## Task to complete
Repeat back every line of the data, exactly.

## Record set
◆ ◆ ◆ ◆
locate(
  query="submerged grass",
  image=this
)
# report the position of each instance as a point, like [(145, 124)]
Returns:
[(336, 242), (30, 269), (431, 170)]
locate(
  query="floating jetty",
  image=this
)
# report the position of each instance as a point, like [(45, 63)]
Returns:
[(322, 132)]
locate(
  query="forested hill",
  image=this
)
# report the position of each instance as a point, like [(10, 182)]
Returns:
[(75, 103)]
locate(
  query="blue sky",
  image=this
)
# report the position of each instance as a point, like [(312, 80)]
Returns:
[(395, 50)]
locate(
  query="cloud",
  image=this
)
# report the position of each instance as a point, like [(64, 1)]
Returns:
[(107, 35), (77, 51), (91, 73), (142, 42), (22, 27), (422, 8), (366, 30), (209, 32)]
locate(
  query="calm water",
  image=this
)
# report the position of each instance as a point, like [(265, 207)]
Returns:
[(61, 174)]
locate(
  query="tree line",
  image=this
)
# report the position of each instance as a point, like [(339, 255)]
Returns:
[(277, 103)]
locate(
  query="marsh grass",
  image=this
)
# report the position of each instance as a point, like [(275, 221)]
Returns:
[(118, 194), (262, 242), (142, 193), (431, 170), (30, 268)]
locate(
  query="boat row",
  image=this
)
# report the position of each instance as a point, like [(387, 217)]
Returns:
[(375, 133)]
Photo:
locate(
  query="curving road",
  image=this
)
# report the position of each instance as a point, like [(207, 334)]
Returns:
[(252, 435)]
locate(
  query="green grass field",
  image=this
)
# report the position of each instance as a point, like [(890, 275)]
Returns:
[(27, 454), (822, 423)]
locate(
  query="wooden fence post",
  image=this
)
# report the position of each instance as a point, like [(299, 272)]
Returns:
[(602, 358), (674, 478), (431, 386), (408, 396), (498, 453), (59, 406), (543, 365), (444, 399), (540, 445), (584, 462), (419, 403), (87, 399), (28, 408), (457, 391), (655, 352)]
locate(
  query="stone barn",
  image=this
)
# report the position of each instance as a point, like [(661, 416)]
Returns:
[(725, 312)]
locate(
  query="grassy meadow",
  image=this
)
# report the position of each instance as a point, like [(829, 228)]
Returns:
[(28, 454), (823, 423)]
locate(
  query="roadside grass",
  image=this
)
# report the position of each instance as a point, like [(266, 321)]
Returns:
◆ ◆ ◆ ◆
## Response area
locate(
  query="submerged grass",
  image=this
)
# report the position of each instance as a point, like [(145, 124)]
Returns:
[(336, 242), (30, 269), (431, 170)]
locate(
  query="floating jetty",
  image=this
)
# report the position of each instance as a point, like [(45, 63)]
Returns:
[(322, 132)]
locate(
  query="forested hill",
  image=this
)
# report the position of each instance as a point, like [(10, 182)]
Returns:
[(75, 103)]
locate(
  query="blue sky",
  image=this
)
# report the position of each instance as a point, like [(312, 80)]
Returns:
[(395, 50)]
locate(
  query="cloud",
  image=this
)
# report the position of each instance as a point, like [(64, 1)]
Returns:
[(107, 35), (77, 51), (91, 73), (142, 42), (22, 27), (422, 8), (366, 30), (209, 32)]
locate(
  query="calm water",
  image=this
)
# report the position of each instance as a point, like [(265, 207)]
Returns:
[(61, 174)]
locate(
  query="tree line",
  image=this
)
# report the position of each instance as a point, like [(339, 255)]
Returns:
[(277, 103)]
locate(
  query="marsh grass",
  image=this
)
# report the position of each instance as a point, like [(275, 221)]
Returns:
[(118, 194), (262, 242), (142, 193), (431, 170), (30, 268)]
locate(
  query="boat row",
  image=this
)
# report the position of each instance as a point, like [(387, 217)]
Returns:
[(375, 133)]
Photo:
locate(
  query="curving road",
  image=this
)
# report the position of each instance as a point, like [(207, 334)]
Returns:
[(252, 435)]
locate(
  query="green grass field",
  image=this
)
# report the position of each instance as a point, like [(890, 275)]
Returns:
[(27, 454), (822, 423)]
locate(
  query="wooden fence post",
  image=this
)
# report the position of each instance as a point, like [(299, 272)]
Returns:
[(602, 358), (674, 478), (431, 386), (408, 396), (498, 453), (59, 406), (543, 365), (444, 399), (540, 445), (584, 462), (419, 403), (87, 399), (28, 408), (457, 391), (655, 352)]
locate(
  query="stone barn",
  image=this
)
# report the position of each instance as a point, like [(661, 416)]
Returns:
[(725, 312)]
locate(
  query="grassy meadow",
  image=this
)
# report the position of each instance as a point, like [(829, 228)]
Returns:
[(28, 454), (823, 423)]
locate(
  query="roadside grass",
  image=this
)
# report the position of each instance as a point, like [(266, 321)]
Returns:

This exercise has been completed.